新入会員紹介

入会のご挨拶

暁佳奈

 この度、佐藤青南様と知念実希人様のご推薦を賜り入会させていただきました、暁佳奈と申します。まずはお手続きにあたりご協力くださいました推薦者のお二方、理事会の皆様、事務局の方々にお礼申し上げます。お忙しい中お時間を割いていただきありがとうございました。
 こちらのご挨拶を皆様がご覧になっている頃、世の中はどういった動きになっているでしょうか。ここ数年は世界全体が不安感を抱き、傷つけ合い、同時に優しさや真心といったものを切望している時代でした。世の流れは今までとはまったく違った世界へと移り変わり、戻るところもあれど変化が定着し、まだ見ぬ未来になっていくのでしょう。
 北の大地でひっそりと生きている身の上ですが、この大きな変化の中で兼業作家から専業作家になると決断したことはとても勇気がいることでした。
 何か所属しているものがあるというのは心強さを与えてくれます。しかし専業作家ですと大海原にたった一人で舟を出したのと同じですから後ろ盾がありません。
「遭難するかも! 餓死しちゃうかも! どうしよう。一人だし誰も助けてくれないよ。このまま人生が終わるんだ! うわーん!」と想像してさめざめと泣く日々もありました。冷静に考えるとそんなにすぐに人生は終わりません。でも「うわーん!」と泣いてしまいます。
 私はひどい臆病者でかなり泣き虫なのです。
 同時に「怖い、怖い」と言って泣きべそをかくくせに新天地に冒険しようとする無謀なところもあります。怖いなら安全なところに居ればいいと思うのですが、留まっていることで出てくる弊害を恐れ、また退屈を嫌い、無計画に走りたがる良くない癖を持ちます。
 はたから見ると一体何がしたいのかわからない私に、国語教師であった父はよく格言を贈ってくれました。
 良い言葉を与え、落ち着きと教養を持たせたいという親心だったのだと思います。
 印象的だったものがいくつかあります。
 まずはラテン語の「Festina lente(ゆっくり急げ)」。

**短い課題 1:** 入会挨拶の文から、「この度、佐藤青南様と知念実希」を含む語句で始まり「よく格言を贈ってくれました。」で終わる部分を一字も変えずに書き写すこと。

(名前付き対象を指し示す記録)
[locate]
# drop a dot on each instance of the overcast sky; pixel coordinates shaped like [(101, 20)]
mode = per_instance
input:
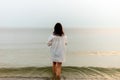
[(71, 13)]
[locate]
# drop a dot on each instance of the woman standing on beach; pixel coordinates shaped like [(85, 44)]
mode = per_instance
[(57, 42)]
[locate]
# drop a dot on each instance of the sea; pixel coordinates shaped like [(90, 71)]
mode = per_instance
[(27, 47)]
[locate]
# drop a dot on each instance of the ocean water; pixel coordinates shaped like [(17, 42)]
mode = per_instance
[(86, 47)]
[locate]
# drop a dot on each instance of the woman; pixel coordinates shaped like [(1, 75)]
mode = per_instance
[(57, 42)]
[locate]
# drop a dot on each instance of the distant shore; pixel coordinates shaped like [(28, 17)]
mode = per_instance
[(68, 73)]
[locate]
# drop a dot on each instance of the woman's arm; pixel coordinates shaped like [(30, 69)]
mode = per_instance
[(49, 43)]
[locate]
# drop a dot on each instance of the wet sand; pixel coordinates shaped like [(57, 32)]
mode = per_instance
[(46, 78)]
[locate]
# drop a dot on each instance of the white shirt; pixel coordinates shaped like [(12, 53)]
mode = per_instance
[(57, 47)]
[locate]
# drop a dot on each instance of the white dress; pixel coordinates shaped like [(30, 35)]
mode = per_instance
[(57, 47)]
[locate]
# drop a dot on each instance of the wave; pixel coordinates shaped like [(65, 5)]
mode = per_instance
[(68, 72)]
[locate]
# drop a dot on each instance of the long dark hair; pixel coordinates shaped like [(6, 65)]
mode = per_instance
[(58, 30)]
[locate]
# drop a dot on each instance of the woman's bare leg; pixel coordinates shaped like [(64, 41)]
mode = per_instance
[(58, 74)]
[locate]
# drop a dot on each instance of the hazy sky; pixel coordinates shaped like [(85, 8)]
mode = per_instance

**短い課題 2:** 記録の中で「woman」という語を含む行の数を数え、その数だけを答えること。

**演習結果 1:**
この度、佐藤青南様と知念実希人様のご推薦を賜り入会させていただきました、暁佳奈と申します。まずはお手続きにあたりご協力くださいました推薦者のお二方、理事会の皆様、事務局の方々にお礼申し上げます。お忙しい中お時間を割いていただきありがとうございました。
 こちらのご挨拶を皆様がご覧になっている頃、世の中はどういった動きになっているでしょうか。ここ数年は世界全体が不安感を抱き、傷つけ合い、同時に優しさや真心といったものを切望している時代でした。世の流れは今までとはまったく違った世界へと移り変わり、戻るところもあれど変化が定着し、まだ見ぬ未来になっていくのでしょう。
 北の大地でひっそりと生きている身の上ですが、この大きな変化の中で兼業作家から専業作家になると決断したことはとても勇気がいることでした。
 何か所属しているものがあるというのは心強さを与えてくれます。しかし専業作家ですと大海原にたった一人で舟を出したのと同じですから後ろ盾がありません。
「遭難するかも! 餓死しちゃうかも! どうしよう。一人だし誰も助けてくれないよ。このまま人生が終わるんだ! うわーん!」と想像してさめざめと泣く日々もありました。冷静に考えるとそんなにすぐに人生は終わりません。でも「うわーん!」と泣いてしまいます。
 私はひどい臆病者でかなり泣き虫なのです。
 同時に「怖い、怖い」と言って泣きべそをかくくせに新天地に冒険しようとする無謀なところもあります。怖いなら安全なところに居ればいいと思うのですが、留まっていることで出てくる弊害を恐れ、また退屈を嫌い、無計画に走りたがる良くない癖を持ちます。
 はたから見ると一体何がしたいのかわからない私に、国語教師であった父はよく格言を贈ってくれました。

**演習結果 2:** 4